··· SOURCE TEXT

Prepare food and water sources
Keeping your family unexposed to the elements outdoors and looters is the only sure way to defend them, so unless there is an emergency shelter accessible it is prudent to become as sustainable as possible in your home. As a bare minimum, the FDA recommends creating a supplies kit that would last your household at least 72 hours. A household able to function without requiring travel or delivery for resources is ideal, though only possible through meticulous planning.
A steady supply of preserved, dehydrated, or garden-grown foods is your first concern. Your food supply should be non-perishable; but this can make avoiding salty, dehydrating foods difficult. Seek out salt-free or low sodium versions of foods that your family enjoys. Dry mixes and dehydrated foods are a popular choice amongst preppers for their healthiness and shelf-life. Canned foods are feasible, though usually come steeped in salt and other preservatives. Generally, any food which requires neither cooking nor refrigeration is best.
Keeping a potable water supply besides your water system is another essential part of a good survival plan in your family. Some types of water contamination can be boiled away, though this form of sanitation can be inconsistent and requires a fuel source. Bottled water can be helpful, though scarcity and expiration dates definitely limits their use. For in-depth advice on properly sanitizing different outdoor and indoor water sources, see this pamphlet by the Red Cross. The popular rule of thumb is that you should have a gallon of water per individual to cover both their hydration and sanitary needs. If your emergency situation is in a particularly hot climate, you may need to double or even triple this standard.

······
··· SUPPLIED DATA

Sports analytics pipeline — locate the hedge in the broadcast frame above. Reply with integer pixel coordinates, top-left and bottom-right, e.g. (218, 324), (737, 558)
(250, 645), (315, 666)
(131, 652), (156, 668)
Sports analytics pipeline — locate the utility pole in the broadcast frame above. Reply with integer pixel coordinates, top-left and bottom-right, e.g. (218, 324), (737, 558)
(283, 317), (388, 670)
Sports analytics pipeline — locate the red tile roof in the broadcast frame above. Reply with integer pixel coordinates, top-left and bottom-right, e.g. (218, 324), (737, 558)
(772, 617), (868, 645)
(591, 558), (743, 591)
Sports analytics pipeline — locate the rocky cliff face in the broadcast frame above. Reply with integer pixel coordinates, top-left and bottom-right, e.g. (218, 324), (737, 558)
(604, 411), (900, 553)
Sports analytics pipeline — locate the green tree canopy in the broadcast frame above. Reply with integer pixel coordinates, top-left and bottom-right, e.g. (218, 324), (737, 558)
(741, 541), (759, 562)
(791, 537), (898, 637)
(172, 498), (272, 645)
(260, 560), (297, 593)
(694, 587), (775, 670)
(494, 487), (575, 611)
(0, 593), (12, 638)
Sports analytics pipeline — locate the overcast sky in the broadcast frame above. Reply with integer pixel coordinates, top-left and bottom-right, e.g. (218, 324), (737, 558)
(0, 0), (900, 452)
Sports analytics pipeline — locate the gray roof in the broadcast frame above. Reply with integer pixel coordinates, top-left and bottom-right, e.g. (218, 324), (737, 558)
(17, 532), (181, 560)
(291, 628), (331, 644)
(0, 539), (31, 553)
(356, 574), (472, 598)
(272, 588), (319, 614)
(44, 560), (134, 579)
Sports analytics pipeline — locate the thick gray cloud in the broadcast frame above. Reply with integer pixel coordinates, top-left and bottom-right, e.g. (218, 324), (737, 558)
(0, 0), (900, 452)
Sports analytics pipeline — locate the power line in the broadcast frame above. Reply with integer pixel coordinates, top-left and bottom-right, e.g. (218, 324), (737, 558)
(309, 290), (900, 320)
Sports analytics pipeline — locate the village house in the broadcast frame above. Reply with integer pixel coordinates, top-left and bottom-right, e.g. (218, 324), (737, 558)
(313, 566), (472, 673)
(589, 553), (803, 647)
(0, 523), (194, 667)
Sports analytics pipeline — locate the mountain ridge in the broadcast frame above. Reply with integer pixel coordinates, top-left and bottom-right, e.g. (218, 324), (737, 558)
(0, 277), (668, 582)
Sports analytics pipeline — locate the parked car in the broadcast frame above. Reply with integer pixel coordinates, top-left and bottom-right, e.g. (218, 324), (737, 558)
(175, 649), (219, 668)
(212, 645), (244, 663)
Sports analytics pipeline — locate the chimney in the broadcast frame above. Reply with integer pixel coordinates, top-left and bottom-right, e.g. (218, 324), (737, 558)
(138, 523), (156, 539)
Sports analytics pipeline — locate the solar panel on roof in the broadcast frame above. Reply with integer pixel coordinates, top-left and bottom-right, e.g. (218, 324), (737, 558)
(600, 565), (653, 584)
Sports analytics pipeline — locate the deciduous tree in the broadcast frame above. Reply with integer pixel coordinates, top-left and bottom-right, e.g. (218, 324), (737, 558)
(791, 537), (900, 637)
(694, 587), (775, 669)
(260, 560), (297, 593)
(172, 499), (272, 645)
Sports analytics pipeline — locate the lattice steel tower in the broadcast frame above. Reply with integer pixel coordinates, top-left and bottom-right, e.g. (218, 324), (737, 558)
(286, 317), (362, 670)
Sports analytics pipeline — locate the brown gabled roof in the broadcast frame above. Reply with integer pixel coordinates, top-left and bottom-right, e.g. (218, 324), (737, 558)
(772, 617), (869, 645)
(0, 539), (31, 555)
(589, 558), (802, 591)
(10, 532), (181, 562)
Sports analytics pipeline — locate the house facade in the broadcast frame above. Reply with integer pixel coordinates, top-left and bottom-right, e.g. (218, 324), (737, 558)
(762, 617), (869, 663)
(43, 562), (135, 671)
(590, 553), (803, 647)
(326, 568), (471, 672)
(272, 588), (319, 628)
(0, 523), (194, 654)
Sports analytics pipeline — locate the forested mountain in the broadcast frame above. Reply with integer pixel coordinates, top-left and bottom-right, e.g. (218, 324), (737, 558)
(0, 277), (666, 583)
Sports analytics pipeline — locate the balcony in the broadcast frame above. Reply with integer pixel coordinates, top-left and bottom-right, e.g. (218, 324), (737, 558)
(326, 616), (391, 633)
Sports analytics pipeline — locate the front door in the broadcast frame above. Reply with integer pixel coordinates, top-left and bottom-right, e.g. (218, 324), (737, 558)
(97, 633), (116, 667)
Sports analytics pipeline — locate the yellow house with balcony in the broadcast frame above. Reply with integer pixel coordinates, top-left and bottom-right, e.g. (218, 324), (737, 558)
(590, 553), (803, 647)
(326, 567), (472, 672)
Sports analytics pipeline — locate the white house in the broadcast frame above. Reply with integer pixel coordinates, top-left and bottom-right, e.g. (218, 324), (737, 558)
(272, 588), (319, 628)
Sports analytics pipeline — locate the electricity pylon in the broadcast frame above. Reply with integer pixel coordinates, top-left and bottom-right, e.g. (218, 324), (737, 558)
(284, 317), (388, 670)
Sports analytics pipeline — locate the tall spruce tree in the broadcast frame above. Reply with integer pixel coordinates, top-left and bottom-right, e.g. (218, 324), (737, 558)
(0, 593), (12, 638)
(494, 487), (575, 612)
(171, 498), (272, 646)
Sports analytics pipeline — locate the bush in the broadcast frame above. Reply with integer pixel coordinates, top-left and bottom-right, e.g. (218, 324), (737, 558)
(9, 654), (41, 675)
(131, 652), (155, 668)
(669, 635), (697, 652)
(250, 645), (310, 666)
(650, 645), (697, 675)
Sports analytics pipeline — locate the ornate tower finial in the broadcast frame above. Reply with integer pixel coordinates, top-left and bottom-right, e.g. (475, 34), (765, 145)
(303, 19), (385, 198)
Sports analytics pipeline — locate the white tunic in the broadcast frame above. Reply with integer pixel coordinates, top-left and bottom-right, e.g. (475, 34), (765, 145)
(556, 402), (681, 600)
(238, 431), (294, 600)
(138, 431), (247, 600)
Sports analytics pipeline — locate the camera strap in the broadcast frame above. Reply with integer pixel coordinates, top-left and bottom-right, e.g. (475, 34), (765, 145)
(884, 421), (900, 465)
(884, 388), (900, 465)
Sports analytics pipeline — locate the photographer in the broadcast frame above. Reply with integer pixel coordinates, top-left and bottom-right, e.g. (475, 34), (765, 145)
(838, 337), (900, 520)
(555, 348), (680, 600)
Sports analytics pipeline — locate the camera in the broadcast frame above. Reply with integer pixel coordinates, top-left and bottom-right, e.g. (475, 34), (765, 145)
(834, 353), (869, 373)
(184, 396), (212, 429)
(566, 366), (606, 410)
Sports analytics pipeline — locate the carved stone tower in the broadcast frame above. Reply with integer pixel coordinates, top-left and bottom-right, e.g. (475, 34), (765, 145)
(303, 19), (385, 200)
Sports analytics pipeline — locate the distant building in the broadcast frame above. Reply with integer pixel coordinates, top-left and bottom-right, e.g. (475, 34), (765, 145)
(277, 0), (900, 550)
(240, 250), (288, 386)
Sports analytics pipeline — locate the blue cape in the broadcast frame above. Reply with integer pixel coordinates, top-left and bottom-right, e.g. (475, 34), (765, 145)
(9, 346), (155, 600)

······

TASKS AND EXERCISES:
1. Retype the part of the food-and-water text that opens with the words containing "Prepare food and" and closes with "through meticulous planning.".
2. List every kind of food that the food-and-water text names as a possible part of a household's food supply.
The data has no role in this exercise.

RESPONSES BY TASK:
1.
Prepare food and water sources
Keeping your family unexposed to the elements outdoors and looters is the only sure way to defend them, so unless there is an emergency shelter accessible it is prudent to become as sustainable as possible in your home. As a bare minimum, the FDA recommends creating a supplies kit that would last your household at least 72 hours. A household able to function without requiring travel or delivery for resources is ideal, though only possible through meticulous planning.

2.
- Preserved foods
- Dehydrated foods
- Garden-grown foods
- Salt-free or low sodium versions of foods the family enjoys
- Dry mixes
- Canned foods